■ **WORK TO BE COMPLETED**:
Return each line of the records that contains the string "Query", matching case exactly.

Stored dataset items
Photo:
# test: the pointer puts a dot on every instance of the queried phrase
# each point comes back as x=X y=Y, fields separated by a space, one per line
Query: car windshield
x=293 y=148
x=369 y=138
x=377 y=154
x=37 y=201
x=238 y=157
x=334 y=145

...

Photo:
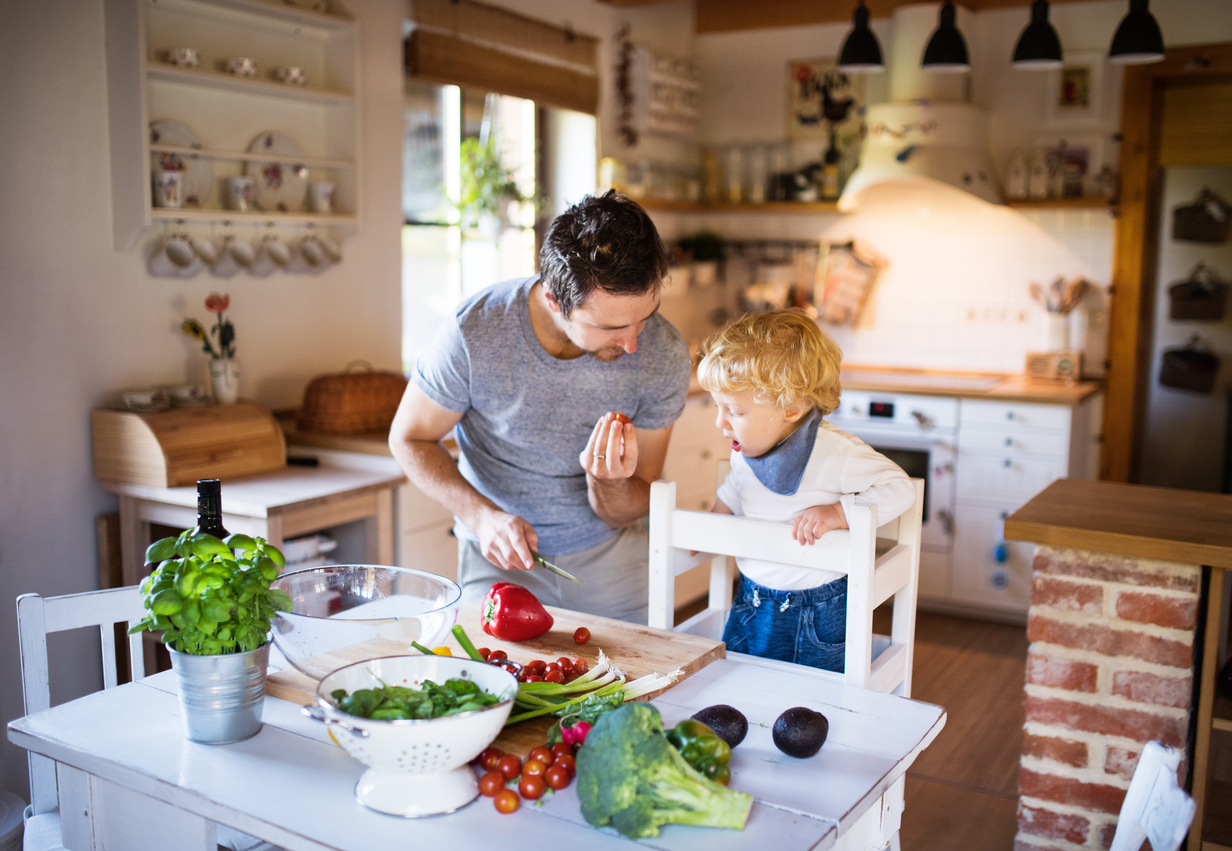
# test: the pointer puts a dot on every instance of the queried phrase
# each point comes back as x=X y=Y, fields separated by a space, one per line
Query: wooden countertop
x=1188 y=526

■ **RIGHT ANSWER**:
Query: car windshield
Query: wooden countertop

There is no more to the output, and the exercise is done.